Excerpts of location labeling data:

---

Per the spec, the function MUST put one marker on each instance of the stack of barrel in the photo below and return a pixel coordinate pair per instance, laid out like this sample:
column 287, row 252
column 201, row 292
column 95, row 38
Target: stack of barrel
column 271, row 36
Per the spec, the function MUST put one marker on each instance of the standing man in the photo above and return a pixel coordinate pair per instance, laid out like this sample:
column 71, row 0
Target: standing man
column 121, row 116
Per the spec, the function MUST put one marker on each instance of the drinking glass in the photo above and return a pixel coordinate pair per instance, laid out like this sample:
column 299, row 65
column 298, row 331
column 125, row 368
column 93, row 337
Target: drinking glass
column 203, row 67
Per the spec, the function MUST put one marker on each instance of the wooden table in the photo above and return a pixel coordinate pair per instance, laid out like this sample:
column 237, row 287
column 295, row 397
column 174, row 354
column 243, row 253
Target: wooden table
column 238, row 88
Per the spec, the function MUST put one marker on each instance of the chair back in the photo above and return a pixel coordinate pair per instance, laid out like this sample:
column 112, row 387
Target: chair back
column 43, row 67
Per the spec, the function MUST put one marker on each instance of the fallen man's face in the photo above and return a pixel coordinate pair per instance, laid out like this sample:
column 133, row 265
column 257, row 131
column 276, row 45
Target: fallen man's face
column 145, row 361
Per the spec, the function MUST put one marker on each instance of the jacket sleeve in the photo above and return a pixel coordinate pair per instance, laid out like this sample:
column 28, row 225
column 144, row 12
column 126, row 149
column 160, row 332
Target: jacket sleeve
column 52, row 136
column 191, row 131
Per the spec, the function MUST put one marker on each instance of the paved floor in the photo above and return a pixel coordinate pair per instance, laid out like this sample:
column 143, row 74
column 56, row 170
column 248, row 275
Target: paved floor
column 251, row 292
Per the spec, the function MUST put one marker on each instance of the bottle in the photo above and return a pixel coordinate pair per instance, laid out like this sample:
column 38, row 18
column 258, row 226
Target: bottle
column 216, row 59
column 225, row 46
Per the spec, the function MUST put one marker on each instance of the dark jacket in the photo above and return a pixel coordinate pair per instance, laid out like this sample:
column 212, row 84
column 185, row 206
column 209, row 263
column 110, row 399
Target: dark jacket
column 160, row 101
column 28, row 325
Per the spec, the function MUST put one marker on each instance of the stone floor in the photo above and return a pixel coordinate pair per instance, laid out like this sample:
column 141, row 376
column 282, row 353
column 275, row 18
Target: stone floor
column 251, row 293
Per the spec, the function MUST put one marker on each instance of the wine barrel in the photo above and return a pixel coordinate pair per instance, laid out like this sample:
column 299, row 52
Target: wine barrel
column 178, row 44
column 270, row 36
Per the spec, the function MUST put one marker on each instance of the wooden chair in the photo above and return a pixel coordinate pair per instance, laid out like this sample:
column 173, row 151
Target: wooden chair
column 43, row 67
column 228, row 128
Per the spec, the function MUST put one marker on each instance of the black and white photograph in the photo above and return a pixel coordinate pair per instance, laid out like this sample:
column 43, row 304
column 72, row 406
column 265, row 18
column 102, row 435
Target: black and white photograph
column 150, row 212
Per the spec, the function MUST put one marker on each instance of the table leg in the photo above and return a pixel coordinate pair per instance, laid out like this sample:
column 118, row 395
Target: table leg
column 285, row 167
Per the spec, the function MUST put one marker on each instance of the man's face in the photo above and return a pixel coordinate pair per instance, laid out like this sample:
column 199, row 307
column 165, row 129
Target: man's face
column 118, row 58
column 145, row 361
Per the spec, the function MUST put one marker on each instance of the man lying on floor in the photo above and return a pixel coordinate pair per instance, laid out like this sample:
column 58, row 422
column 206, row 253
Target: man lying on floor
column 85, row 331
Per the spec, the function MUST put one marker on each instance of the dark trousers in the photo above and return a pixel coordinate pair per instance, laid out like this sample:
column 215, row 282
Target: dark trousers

---

INSTRUCTIONS FOR THE TASK:
Replace "column" with "col" in the lines of the listing starting at the line containing "of the fallen" and ending at the line containing "column 276, row 45". Give back only those lines, with everything else unchanged.

COMPLETE RESPONSE:
Per the spec, the function MUST put one marker on each instance of the fallen man's face in the photo above and return a pixel coordinate pair per instance, laid out like this sample:
col 133, row 265
col 257, row 131
col 276, row 45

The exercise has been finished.